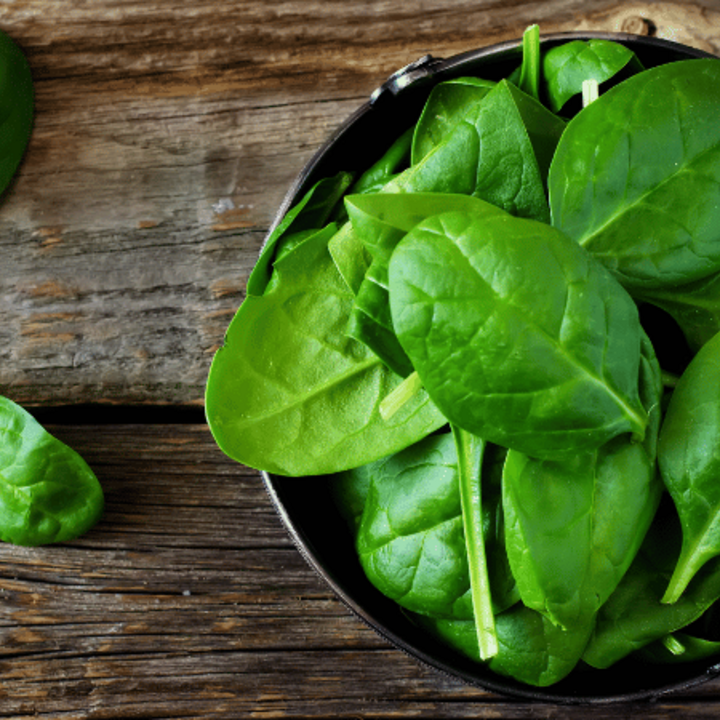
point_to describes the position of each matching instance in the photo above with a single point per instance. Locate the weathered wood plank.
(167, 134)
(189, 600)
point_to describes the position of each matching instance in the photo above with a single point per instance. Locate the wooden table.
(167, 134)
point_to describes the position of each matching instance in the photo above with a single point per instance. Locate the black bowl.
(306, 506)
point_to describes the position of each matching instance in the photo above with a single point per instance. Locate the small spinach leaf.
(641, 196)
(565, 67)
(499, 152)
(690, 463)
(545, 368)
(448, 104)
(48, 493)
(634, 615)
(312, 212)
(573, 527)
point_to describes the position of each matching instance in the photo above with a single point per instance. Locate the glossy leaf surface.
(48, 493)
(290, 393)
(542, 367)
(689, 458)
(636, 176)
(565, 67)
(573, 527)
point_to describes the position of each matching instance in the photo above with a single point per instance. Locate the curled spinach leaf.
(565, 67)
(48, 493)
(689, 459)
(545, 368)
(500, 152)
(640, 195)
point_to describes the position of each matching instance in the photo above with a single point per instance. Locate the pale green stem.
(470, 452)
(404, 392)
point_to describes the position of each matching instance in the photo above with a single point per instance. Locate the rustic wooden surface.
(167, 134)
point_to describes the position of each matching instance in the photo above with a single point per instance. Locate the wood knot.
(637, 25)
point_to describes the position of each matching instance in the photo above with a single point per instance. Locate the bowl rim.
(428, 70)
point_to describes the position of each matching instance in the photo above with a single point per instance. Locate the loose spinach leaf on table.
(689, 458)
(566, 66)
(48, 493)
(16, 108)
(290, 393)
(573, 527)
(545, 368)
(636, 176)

==

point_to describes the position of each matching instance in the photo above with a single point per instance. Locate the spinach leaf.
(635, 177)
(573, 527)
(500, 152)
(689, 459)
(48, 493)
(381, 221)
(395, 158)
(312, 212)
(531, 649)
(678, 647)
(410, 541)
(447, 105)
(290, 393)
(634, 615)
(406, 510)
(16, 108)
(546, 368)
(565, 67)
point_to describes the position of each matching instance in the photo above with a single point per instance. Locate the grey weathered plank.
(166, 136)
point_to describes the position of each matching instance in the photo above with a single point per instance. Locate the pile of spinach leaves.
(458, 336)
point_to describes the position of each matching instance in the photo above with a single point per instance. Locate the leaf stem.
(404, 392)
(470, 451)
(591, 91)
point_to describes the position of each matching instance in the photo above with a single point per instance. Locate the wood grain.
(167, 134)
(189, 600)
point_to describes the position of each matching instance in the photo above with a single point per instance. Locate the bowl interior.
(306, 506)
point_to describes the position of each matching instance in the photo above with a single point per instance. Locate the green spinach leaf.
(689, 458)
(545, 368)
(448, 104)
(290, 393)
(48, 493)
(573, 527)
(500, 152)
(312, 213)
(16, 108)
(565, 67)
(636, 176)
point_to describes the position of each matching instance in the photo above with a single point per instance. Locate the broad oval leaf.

---

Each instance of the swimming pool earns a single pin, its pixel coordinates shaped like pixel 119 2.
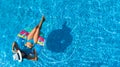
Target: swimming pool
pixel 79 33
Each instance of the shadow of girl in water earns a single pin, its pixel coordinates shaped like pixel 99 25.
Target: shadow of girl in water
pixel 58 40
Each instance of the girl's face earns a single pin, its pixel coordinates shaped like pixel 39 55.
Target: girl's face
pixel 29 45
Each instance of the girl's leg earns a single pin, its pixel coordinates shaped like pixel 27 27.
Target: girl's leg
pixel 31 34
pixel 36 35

*Stated exercise*: Can you set out the lines from the one containing "green spinach leaf." through the one containing "broad oval leaf." as a numbered list, dropping any blank lines?

*Output*:
1. point_to describes the position of each matching instance in the photo above with a single point per instance. Locate the green spinach leaf.
2. (689, 458)
3. (545, 368)
4. (448, 104)
5. (290, 393)
6. (48, 493)
7. (573, 527)
8. (500, 152)
9. (312, 213)
10. (16, 108)
11. (565, 67)
12. (636, 176)
13. point_to describes the position of each matching instance in the photo above with a single point per instance. Locate the broad oval leaf.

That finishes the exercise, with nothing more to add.